• **Task prompt**
All lines from the one containing "groom's black dress" through the last line of the listing below are to be copied exactly. Exclude the pictures.

• **Source material**
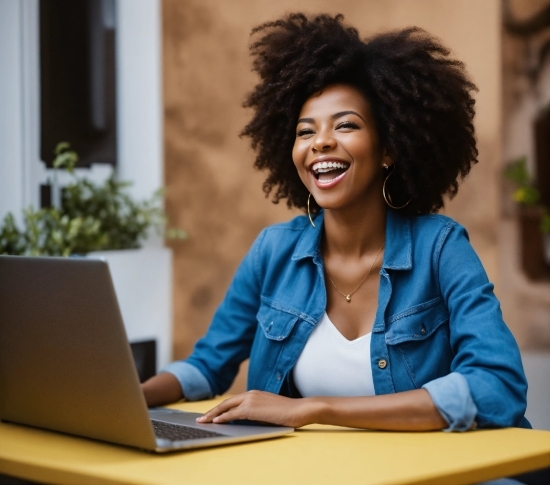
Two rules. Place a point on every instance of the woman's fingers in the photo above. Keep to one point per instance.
(221, 408)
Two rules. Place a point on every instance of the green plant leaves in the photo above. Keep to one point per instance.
(91, 218)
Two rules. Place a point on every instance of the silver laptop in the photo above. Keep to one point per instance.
(66, 364)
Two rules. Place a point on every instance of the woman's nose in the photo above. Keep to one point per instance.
(323, 141)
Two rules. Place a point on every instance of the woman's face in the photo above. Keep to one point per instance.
(337, 151)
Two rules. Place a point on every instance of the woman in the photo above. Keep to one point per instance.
(373, 310)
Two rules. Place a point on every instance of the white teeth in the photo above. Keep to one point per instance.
(323, 167)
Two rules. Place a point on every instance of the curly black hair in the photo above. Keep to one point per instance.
(420, 100)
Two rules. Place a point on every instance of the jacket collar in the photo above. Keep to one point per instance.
(398, 251)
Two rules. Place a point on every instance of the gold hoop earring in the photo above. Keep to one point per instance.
(308, 212)
(387, 197)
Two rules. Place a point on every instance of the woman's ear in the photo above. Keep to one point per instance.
(387, 162)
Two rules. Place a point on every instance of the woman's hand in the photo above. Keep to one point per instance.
(264, 407)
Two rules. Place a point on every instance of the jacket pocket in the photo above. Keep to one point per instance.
(417, 323)
(276, 324)
(418, 344)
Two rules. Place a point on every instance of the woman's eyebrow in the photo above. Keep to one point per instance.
(344, 113)
(333, 117)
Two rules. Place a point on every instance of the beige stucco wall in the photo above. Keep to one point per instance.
(212, 190)
(525, 303)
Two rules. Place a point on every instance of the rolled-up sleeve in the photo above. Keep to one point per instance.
(193, 383)
(452, 398)
(486, 354)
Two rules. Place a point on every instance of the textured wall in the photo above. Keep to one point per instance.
(212, 190)
(525, 303)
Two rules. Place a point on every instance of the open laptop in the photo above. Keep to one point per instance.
(66, 364)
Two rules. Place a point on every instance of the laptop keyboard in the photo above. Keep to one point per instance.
(180, 432)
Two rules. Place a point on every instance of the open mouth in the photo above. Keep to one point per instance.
(326, 172)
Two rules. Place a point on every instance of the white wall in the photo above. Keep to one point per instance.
(147, 310)
(139, 102)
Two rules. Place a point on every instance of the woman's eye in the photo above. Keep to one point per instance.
(348, 124)
(304, 132)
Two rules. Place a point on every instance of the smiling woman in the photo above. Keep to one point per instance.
(374, 311)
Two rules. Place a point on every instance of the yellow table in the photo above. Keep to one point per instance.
(315, 454)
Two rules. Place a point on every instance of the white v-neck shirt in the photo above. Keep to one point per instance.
(332, 365)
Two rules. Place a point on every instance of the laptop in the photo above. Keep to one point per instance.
(66, 364)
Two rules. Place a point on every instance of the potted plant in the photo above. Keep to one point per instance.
(104, 221)
(533, 219)
(85, 217)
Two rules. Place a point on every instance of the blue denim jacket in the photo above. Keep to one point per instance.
(438, 324)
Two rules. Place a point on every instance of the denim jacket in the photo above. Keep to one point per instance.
(438, 324)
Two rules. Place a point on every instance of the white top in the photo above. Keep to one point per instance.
(332, 365)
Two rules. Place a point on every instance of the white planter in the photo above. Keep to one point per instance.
(143, 283)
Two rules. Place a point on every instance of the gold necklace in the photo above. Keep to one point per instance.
(348, 296)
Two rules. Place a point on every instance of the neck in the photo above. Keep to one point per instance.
(355, 232)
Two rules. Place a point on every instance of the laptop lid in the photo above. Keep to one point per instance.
(66, 364)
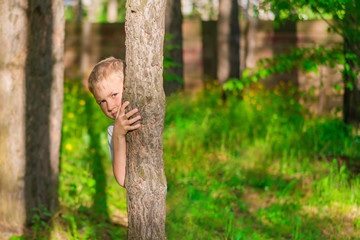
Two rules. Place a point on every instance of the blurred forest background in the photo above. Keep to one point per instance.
(261, 133)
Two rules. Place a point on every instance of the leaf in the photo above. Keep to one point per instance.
(350, 86)
(337, 87)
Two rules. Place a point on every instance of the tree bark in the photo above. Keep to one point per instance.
(112, 11)
(351, 94)
(351, 75)
(228, 34)
(173, 27)
(145, 178)
(31, 67)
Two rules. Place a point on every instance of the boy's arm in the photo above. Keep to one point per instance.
(121, 127)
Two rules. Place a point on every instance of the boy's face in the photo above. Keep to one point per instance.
(108, 94)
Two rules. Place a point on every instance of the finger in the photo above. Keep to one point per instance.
(137, 118)
(122, 108)
(125, 104)
(132, 112)
(130, 128)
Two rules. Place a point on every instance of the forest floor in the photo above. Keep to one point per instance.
(256, 167)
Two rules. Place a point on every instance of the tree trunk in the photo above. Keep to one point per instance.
(228, 34)
(250, 37)
(352, 88)
(31, 66)
(145, 178)
(173, 26)
(112, 11)
(351, 75)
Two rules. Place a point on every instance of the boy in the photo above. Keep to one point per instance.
(106, 83)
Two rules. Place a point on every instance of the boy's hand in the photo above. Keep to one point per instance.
(122, 121)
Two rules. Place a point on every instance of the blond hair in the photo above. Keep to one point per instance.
(104, 69)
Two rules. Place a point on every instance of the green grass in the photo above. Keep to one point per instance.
(259, 167)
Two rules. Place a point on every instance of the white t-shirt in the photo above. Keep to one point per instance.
(111, 145)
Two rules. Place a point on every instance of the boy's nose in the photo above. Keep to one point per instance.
(111, 106)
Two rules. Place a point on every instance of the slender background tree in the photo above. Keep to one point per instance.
(31, 66)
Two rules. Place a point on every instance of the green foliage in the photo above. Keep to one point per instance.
(255, 168)
(304, 59)
(217, 156)
(168, 62)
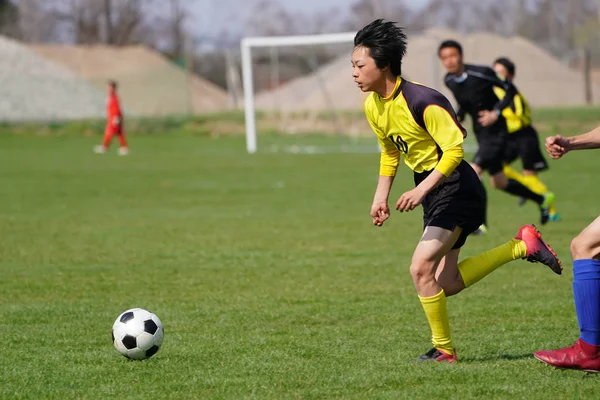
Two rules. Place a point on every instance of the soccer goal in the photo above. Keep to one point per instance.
(322, 98)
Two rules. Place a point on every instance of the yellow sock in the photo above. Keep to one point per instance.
(436, 311)
(512, 174)
(473, 269)
(534, 184)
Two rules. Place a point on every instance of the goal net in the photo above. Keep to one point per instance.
(299, 95)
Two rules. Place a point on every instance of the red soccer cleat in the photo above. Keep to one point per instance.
(582, 356)
(537, 249)
(438, 355)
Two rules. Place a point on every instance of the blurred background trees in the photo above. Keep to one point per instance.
(209, 31)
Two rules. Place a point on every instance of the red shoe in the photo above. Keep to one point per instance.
(438, 355)
(582, 356)
(537, 249)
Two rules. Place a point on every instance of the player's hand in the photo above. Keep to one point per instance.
(487, 117)
(380, 212)
(557, 146)
(410, 200)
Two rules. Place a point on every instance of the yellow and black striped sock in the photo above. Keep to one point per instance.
(436, 311)
(473, 269)
(534, 184)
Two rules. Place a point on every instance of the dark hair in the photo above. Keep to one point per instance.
(450, 44)
(506, 63)
(386, 43)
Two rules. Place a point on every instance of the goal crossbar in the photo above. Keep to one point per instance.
(247, 75)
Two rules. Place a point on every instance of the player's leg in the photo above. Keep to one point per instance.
(481, 230)
(585, 353)
(124, 149)
(108, 135)
(534, 162)
(435, 243)
(513, 187)
(454, 277)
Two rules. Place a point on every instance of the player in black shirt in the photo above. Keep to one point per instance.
(473, 88)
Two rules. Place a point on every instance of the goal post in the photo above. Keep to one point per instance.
(247, 44)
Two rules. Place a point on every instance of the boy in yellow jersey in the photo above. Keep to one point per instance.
(419, 122)
(522, 141)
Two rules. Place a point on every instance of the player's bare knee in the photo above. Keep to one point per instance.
(421, 272)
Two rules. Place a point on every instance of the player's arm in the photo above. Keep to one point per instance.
(388, 165)
(460, 113)
(443, 126)
(510, 91)
(487, 118)
(557, 145)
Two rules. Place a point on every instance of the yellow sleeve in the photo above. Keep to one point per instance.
(447, 134)
(450, 160)
(518, 105)
(390, 155)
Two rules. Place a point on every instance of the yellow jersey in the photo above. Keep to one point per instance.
(416, 121)
(517, 114)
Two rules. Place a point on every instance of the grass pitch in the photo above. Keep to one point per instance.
(267, 274)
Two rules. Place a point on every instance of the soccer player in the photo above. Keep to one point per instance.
(522, 140)
(419, 123)
(585, 249)
(114, 122)
(473, 88)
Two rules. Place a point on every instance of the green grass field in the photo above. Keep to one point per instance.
(268, 276)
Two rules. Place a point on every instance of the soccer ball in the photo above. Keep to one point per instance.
(137, 334)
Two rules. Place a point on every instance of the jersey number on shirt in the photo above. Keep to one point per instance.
(400, 143)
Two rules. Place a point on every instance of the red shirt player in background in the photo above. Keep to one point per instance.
(114, 122)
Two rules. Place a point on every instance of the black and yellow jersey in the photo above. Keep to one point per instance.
(517, 114)
(416, 121)
(474, 92)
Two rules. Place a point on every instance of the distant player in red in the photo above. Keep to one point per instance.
(114, 122)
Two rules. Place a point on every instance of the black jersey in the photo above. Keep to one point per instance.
(474, 92)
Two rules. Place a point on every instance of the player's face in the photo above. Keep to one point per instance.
(365, 72)
(451, 59)
(502, 72)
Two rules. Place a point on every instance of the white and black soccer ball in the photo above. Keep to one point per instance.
(137, 334)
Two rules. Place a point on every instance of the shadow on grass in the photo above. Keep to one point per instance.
(510, 357)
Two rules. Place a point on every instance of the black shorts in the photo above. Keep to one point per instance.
(490, 155)
(458, 201)
(525, 144)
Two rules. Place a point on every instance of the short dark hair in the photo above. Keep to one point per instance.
(506, 63)
(453, 44)
(386, 43)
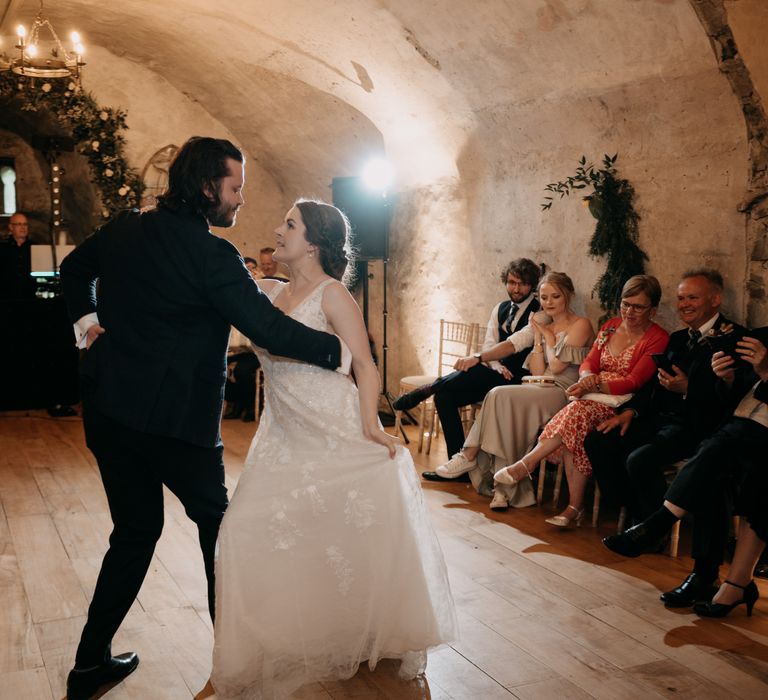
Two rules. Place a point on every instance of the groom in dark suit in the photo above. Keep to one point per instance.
(156, 329)
(674, 412)
(668, 419)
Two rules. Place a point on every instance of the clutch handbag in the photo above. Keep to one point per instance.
(613, 400)
(541, 379)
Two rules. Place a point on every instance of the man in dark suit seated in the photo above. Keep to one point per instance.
(16, 282)
(478, 374)
(706, 484)
(153, 374)
(673, 413)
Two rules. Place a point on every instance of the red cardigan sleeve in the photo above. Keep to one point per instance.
(591, 364)
(642, 367)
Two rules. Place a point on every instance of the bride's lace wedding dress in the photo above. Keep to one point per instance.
(326, 558)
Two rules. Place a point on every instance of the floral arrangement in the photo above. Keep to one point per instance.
(97, 131)
(616, 234)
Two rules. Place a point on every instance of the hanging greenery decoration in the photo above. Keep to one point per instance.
(616, 232)
(97, 132)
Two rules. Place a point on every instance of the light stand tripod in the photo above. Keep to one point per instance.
(385, 314)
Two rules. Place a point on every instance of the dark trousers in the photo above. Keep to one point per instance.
(629, 469)
(459, 389)
(134, 467)
(706, 485)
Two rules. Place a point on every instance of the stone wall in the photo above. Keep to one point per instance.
(681, 141)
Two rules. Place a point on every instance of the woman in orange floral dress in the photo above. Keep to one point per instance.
(620, 362)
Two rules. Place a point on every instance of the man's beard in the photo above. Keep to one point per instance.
(222, 216)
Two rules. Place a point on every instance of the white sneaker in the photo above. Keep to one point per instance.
(499, 501)
(456, 466)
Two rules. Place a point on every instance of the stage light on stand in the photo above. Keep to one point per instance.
(378, 175)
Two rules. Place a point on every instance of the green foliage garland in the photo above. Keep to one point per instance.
(616, 232)
(96, 130)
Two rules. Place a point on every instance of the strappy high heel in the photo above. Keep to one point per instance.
(712, 609)
(504, 477)
(564, 520)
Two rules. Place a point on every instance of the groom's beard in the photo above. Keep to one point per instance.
(223, 216)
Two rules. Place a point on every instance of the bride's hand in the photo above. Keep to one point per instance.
(391, 442)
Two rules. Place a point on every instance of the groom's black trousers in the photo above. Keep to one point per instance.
(134, 466)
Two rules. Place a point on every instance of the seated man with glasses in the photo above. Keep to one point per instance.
(670, 416)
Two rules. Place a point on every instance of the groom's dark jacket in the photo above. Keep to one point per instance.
(168, 291)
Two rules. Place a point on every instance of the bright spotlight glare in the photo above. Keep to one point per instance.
(378, 175)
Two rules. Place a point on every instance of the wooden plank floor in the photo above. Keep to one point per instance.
(544, 613)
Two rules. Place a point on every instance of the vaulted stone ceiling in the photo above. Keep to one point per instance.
(313, 86)
(478, 104)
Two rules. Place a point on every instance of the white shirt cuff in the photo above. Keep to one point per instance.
(346, 358)
(82, 326)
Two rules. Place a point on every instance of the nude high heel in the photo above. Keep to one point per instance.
(504, 477)
(564, 520)
(711, 609)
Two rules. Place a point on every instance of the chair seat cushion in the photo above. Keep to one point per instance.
(416, 380)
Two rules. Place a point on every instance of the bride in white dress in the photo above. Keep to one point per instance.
(326, 557)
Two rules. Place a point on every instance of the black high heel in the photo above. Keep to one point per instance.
(710, 609)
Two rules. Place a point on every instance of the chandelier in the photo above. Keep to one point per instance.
(42, 56)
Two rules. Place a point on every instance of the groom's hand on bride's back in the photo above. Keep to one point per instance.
(92, 334)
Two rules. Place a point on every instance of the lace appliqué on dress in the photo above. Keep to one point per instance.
(341, 567)
(284, 531)
(359, 510)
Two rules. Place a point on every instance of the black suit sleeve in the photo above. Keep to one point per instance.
(236, 297)
(79, 272)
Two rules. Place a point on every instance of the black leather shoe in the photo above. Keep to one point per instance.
(690, 591)
(434, 476)
(633, 542)
(233, 413)
(413, 398)
(61, 411)
(81, 685)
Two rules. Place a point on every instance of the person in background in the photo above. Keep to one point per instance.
(253, 268)
(269, 267)
(16, 282)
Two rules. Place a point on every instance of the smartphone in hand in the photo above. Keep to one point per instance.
(663, 362)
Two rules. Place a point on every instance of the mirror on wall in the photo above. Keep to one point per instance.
(7, 186)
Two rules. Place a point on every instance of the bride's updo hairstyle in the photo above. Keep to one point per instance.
(329, 230)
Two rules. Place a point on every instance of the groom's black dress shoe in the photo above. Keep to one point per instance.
(81, 685)
(635, 541)
(690, 591)
(434, 476)
(413, 398)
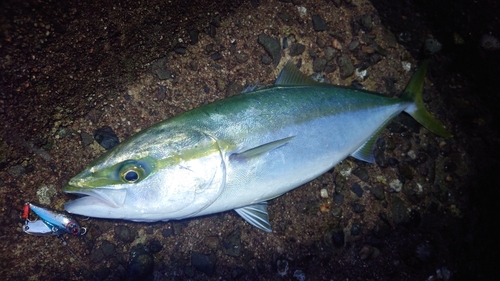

• **Reply**
Two rules. Place a point on every instance of the groom's black dress shoe in the photo above. Keep to one point per instance.
(81, 685)
(635, 541)
(690, 591)
(434, 476)
(413, 398)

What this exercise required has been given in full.